Directive
Count the lines in the records below that contain the string "player", matching case exactly. Reply with the number alone.

# start of Data supplied

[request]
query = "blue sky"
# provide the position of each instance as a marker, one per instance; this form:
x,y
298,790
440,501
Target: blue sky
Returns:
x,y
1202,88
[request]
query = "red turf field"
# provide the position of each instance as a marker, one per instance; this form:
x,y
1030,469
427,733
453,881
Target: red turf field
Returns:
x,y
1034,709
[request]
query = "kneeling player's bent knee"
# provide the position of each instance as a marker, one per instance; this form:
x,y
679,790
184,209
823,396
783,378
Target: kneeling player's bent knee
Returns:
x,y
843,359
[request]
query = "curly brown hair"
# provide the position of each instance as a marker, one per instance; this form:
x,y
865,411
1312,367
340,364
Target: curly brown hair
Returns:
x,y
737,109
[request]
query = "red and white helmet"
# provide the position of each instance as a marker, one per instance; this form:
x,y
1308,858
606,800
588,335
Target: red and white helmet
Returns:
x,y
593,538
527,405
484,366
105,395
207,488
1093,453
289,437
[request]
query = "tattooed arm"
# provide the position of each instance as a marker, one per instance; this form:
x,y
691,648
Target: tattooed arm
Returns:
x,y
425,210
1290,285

# end of Data supplied
# start of Data supplied

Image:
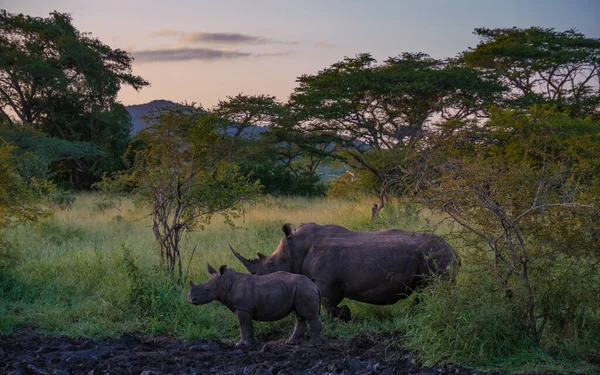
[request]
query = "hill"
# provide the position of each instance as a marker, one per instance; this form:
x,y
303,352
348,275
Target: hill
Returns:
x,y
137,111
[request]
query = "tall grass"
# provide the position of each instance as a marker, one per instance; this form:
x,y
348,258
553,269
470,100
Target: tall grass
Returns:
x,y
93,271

# end of Data supplied

Written response
2